(Extracted data entries)
____________________

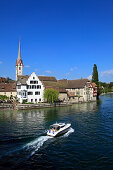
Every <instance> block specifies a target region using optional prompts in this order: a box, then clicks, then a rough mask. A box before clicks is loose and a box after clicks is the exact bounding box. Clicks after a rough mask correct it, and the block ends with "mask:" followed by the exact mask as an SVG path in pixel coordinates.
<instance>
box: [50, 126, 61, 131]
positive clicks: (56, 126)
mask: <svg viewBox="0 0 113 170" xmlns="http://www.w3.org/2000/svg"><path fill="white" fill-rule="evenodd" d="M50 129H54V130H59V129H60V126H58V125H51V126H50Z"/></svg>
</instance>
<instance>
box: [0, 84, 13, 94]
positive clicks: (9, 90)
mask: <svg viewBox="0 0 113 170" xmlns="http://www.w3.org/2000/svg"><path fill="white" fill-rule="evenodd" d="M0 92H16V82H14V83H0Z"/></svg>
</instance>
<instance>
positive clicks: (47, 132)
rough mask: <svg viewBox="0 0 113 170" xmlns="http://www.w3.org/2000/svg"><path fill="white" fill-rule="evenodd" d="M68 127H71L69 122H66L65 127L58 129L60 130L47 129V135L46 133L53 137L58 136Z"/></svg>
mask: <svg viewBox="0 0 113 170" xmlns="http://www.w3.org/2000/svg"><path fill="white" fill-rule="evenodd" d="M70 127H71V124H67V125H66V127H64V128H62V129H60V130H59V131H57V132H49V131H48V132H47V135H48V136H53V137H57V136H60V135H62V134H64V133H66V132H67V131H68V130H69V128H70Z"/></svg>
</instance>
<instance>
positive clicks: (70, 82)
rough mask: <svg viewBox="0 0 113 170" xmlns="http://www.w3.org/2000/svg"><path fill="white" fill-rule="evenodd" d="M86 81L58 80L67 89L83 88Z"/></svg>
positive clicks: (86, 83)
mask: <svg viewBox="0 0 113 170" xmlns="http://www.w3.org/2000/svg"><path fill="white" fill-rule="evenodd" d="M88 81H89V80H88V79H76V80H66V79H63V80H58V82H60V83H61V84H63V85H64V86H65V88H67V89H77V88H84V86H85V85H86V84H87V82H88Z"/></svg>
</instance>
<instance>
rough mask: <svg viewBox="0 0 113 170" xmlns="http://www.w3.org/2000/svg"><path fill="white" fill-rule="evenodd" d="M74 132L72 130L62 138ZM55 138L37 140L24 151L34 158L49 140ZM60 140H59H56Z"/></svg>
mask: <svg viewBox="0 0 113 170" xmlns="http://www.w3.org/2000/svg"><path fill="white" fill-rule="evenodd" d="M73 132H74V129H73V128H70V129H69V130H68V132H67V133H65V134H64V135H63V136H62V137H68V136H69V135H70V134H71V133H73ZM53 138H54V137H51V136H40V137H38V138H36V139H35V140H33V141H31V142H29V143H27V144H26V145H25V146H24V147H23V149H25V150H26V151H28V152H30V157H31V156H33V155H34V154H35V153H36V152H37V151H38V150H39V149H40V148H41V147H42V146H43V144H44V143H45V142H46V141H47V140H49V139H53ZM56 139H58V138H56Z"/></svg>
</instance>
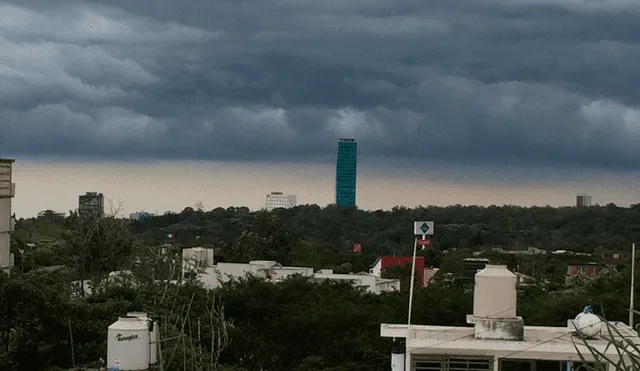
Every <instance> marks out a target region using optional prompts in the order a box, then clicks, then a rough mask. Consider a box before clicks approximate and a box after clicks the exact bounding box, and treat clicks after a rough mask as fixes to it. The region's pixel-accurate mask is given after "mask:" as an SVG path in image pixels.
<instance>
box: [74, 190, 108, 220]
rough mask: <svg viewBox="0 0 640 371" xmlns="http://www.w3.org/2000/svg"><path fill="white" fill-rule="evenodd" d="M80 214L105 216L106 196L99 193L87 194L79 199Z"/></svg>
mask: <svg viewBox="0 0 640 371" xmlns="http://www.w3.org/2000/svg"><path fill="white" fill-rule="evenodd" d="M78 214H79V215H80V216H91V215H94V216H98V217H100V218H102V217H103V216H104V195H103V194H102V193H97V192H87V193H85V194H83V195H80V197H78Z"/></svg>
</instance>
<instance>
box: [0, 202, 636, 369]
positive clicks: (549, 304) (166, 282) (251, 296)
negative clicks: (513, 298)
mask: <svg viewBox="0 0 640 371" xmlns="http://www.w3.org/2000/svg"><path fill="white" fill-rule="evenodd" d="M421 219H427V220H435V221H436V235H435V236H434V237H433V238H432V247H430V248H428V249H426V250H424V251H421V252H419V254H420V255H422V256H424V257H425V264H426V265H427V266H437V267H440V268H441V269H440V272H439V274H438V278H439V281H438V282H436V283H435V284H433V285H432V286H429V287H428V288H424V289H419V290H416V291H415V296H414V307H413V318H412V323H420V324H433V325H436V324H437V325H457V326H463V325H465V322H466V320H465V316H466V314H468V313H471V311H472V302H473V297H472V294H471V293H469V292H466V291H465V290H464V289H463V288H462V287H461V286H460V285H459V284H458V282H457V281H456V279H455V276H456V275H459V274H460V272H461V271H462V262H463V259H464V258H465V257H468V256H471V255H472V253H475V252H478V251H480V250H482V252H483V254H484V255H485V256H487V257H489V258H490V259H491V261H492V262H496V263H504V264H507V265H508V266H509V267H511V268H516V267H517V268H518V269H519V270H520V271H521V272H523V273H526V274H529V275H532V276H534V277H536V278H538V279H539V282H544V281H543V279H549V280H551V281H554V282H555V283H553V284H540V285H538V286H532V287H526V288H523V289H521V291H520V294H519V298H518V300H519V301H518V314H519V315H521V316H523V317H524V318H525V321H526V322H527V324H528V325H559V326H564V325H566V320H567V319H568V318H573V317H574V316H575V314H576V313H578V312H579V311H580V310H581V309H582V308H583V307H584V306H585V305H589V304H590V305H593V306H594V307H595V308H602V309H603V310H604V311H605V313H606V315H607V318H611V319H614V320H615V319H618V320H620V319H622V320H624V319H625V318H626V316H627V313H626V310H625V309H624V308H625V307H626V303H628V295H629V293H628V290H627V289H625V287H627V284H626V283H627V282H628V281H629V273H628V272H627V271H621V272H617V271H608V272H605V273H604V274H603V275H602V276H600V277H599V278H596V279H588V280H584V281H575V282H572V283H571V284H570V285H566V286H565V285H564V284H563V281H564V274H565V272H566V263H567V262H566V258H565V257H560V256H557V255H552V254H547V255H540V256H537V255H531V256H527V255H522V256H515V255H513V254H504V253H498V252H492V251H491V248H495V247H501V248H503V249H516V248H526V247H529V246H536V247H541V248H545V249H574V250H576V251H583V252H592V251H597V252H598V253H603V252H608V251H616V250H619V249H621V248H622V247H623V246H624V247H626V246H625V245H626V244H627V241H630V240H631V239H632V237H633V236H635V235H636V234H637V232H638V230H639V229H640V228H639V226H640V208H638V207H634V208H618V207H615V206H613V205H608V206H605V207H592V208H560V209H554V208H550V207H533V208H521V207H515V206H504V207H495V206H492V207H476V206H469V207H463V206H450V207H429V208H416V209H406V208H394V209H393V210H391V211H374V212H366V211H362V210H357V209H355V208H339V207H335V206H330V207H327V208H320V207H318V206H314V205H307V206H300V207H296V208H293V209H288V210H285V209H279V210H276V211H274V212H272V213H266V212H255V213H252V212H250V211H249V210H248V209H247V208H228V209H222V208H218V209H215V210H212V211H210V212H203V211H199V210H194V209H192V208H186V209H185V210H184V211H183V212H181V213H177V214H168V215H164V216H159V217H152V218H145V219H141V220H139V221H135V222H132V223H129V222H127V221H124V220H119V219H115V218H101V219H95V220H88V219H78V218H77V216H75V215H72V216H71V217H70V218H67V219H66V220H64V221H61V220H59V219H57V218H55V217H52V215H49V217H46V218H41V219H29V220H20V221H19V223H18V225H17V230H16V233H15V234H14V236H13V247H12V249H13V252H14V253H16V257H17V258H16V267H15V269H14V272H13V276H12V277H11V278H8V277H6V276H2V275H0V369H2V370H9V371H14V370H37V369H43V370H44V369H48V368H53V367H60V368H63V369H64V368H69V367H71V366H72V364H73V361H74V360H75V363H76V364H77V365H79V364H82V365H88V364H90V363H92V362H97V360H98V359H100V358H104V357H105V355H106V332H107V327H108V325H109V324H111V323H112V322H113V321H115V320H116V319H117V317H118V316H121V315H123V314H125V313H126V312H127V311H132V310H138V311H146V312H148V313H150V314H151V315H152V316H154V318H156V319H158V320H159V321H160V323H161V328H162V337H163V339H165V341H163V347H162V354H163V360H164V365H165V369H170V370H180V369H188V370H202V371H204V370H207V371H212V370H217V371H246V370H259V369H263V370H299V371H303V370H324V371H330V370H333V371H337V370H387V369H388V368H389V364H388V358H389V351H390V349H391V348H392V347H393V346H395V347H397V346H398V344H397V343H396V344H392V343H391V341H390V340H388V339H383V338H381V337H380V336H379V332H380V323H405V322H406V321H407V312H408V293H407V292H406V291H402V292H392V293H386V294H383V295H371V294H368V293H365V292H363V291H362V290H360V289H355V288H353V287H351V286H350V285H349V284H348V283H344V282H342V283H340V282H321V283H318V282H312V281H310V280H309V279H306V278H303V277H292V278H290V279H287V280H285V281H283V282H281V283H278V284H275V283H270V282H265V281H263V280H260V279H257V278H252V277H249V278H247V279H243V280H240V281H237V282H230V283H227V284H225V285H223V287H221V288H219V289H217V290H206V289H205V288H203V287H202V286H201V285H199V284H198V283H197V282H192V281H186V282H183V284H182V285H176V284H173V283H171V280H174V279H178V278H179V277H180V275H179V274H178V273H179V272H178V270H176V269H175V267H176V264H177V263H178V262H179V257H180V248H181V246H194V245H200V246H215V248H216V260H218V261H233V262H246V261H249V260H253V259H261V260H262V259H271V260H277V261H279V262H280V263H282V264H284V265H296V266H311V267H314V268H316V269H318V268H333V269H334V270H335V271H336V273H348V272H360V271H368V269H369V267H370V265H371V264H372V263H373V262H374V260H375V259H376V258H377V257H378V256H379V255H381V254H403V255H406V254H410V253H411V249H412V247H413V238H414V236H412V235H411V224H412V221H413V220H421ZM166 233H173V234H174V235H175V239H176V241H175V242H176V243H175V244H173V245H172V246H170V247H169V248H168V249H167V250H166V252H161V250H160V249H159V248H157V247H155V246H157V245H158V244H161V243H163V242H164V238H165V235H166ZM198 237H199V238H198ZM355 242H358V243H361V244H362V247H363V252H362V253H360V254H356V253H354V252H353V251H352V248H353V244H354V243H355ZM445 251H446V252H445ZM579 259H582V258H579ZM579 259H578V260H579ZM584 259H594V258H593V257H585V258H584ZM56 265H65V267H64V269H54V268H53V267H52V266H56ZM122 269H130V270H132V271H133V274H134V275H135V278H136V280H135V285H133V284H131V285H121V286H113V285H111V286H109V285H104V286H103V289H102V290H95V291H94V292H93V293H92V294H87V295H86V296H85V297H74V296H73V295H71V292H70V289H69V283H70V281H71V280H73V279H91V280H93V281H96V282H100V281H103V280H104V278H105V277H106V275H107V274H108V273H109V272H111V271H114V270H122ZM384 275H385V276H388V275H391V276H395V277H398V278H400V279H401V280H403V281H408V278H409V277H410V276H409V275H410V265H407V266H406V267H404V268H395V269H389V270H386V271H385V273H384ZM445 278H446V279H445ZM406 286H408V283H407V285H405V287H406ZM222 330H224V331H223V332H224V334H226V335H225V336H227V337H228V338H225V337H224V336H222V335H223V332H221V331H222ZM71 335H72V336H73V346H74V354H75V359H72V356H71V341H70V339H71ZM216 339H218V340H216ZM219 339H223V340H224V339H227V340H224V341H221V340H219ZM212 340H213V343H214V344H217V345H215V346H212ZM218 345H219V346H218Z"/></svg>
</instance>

____________________

_What is needed_.
The response must hold only the lines above from the line with "Every <instance> marks" through the line with "positive clicks: (549, 304)", each copied exactly, both ends kept.

_Task solution_.
Every <instance> marks out a target region using optional prompts in the order a box, then clicks, then a rough mask. Consider a box before clicks approximate and a box after clicks the exact bounding box, and treat clicks after a rough mask as fixes to it. The region's pixel-accurate mask is given after "mask:" as an SVG path in image pixels.
<instance>
box: [74, 190, 108, 220]
rough mask: <svg viewBox="0 0 640 371" xmlns="http://www.w3.org/2000/svg"><path fill="white" fill-rule="evenodd" d="M80 214L105 216L106 196L99 193L87 194L79 199Z"/></svg>
mask: <svg viewBox="0 0 640 371" xmlns="http://www.w3.org/2000/svg"><path fill="white" fill-rule="evenodd" d="M78 214H79V215H80V216H91V215H94V216H98V217H100V218H102V217H103V216H104V195H103V194H102V193H97V192H87V193H85V194H83V195H80V197H78Z"/></svg>
</instance>
<instance>
box: [0, 202, 636, 369]
positive clicks: (549, 304) (166, 282) (251, 296)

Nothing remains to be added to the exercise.